═════ Selected text
Dave Heineman has done all sorts of jobs in Nebraska government. With his boss leaving for Washington, he's about to get the big one.
Like all successful politicians, Dave Heineman has gotten ahead through a combination of hard work and good luck. His ability to land in the right place is about to pay dividends as he glides into a job he's long coveted, governor of Nebraska. Heineman will take over for Mike Johanns, President Bush's choice to head the federal Department of Agriculture.
Heineman has served as the state's lieutenant governor since 2001 and before that held just about every type of job possible in Nebraska politics: party official, congressional aide, Fremont city councilman and state treasurer. He almost didn't get this one. After the previous lieutenant governor was appointed to a federal post in 2001, Johanns dawdled for 10 days before naming a replacement, fueling speculation that Heineman hadn't been his first choice. Johanns always denied this, but he had earlier passed Heineman over for a vacancy in the secretary of state's office.
Once he won the appointment as lieutenant governor, the West Point graduate took on real responsibilities as head of homeland security for the state and chief of an innovative information technology commission. "He probably has been more involved in the policy side of state government than any lieutenant governor that I've ever known," says Barry Kennedy, president of the state Chamber of Commerce.
══════════
═════ Excerpted data
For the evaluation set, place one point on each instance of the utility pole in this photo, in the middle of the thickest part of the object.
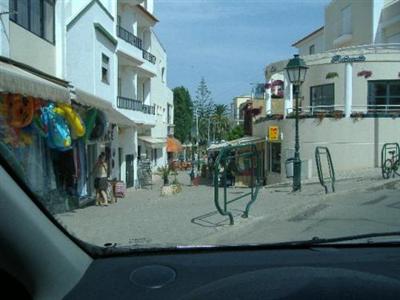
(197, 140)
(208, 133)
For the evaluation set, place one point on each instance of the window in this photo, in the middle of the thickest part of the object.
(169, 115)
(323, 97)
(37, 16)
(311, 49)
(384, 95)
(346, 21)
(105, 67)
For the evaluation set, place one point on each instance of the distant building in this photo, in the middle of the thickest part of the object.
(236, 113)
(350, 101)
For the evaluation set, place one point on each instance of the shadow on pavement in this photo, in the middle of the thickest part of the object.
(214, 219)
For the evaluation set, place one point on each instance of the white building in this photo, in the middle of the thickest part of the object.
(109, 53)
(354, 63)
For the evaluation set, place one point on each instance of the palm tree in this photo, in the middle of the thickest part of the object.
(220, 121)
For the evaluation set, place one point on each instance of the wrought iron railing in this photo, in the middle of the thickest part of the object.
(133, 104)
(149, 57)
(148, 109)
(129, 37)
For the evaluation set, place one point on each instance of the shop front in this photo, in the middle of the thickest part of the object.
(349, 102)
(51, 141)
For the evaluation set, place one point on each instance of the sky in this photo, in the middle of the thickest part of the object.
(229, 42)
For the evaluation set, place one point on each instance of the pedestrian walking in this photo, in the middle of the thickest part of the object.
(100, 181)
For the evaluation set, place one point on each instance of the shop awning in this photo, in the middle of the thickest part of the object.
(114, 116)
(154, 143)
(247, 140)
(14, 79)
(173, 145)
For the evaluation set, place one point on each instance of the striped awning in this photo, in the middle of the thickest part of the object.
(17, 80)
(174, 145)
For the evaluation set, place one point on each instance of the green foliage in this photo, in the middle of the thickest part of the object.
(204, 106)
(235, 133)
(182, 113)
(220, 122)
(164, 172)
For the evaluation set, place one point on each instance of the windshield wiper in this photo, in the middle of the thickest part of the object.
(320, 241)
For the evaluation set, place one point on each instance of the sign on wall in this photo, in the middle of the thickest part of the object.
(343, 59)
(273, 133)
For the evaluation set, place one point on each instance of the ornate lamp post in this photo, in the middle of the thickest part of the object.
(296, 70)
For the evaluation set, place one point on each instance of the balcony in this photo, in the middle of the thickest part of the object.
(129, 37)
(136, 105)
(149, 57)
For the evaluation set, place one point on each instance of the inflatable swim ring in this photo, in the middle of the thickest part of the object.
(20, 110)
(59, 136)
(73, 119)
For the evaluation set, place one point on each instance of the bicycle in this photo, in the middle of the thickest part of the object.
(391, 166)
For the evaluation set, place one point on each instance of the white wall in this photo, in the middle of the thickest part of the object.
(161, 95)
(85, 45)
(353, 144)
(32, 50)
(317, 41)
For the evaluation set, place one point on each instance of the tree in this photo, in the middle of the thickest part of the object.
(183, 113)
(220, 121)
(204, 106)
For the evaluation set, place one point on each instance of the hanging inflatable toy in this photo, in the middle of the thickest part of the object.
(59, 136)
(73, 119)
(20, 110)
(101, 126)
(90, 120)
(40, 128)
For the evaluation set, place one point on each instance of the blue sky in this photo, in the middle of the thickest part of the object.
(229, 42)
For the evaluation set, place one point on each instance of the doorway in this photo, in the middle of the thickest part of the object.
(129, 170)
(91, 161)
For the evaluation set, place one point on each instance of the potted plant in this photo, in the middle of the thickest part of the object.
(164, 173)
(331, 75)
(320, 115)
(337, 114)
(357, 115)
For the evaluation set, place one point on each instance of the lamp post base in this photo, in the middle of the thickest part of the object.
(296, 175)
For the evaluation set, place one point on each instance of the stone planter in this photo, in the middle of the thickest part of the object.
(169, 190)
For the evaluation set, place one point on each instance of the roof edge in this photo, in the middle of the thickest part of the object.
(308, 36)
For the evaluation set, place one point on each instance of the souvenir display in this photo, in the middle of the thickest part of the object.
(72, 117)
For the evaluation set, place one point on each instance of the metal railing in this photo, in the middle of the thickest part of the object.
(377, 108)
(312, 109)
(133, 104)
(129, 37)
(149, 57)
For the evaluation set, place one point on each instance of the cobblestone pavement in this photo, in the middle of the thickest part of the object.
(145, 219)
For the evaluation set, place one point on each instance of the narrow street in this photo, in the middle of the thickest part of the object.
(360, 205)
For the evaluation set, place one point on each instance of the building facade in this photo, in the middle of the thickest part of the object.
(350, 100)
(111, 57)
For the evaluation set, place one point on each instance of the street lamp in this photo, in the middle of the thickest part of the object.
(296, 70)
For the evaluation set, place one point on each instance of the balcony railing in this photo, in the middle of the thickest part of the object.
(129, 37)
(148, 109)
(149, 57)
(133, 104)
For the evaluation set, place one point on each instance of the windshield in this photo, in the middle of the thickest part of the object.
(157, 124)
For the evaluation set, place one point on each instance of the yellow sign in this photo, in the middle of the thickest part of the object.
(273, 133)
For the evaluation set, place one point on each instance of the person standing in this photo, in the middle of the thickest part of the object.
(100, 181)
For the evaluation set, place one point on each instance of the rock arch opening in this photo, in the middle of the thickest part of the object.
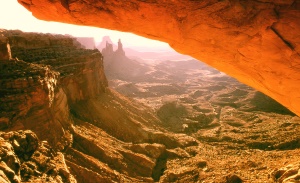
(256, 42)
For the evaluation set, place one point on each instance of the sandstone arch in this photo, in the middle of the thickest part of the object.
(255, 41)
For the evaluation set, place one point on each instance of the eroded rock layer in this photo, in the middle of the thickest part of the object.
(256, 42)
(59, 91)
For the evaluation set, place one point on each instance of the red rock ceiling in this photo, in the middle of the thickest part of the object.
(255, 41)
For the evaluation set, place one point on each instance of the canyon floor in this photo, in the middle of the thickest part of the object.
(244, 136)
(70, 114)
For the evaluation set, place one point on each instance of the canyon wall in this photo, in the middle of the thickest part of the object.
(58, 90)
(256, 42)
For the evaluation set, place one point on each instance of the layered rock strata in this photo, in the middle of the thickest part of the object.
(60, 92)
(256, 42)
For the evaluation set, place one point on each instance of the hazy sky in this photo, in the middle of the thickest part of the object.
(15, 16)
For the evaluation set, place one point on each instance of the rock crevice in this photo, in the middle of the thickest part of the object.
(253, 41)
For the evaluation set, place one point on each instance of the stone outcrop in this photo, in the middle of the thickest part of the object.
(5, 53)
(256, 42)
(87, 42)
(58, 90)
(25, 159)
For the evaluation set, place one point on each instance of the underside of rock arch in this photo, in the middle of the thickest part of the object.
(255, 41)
══════════
__Task objective__: Continue the profile of Dave Heineman, picking up right after its final sentence.

__Final answer__:
Heineman has won generally good reviews for helping public safety agencies evolve to face contemporary challenges, improving emergency communications and overseeing the creation of a statewide public health system. Communications with neighboring states have been stepped up as well, and the state's agriculture agents have implemented new programs to trace livestock in the event of disease outbreak or bioterrorism.
He's also helped get the largely rural state up to speed for the information age. The Nebraska IT Commission, created by the legislature in 1998, has improved technology services throughout the public sector. There's now a telecom "backbone" fulfilling the requirements of both the state and the University of Nebraska's main campus. By bundling its bandwidth purchases, the state saved money and is offering to share its stepped-up system with other universities and K-12 schools. The IT commission also has been aggressive in developing a statewide telemedicine network.
Once Johanns is confirmed by the U.S. Senate and Heineman crosses the hall to the governor's office, he may start questioning his luck. Despite a growing economy--particularly in the agriculture sector-- Nebraska is approaching its next biennial budget season at least $58 million in the hole. And that's not even counting Medicaid growth and the state's mandatory obligation to put $175 million back in its reserve fund--or face some pretty significant environmental penalties.
In 2002, a federal judge fined the state $151 million for failing to keep interstate compact commitments to store low-level radioactive waste. This past summer, Nebraska reached a settlement with the other states, lowering the sum a tad. There could be additional savings, depending on how negotiations go in getting Texas to take the material. But Heineman will still have to come up with close to the original sum, once interest is factored in. "That's creating a black cloud over everything," says Doug Christensen, the state's education commissioner.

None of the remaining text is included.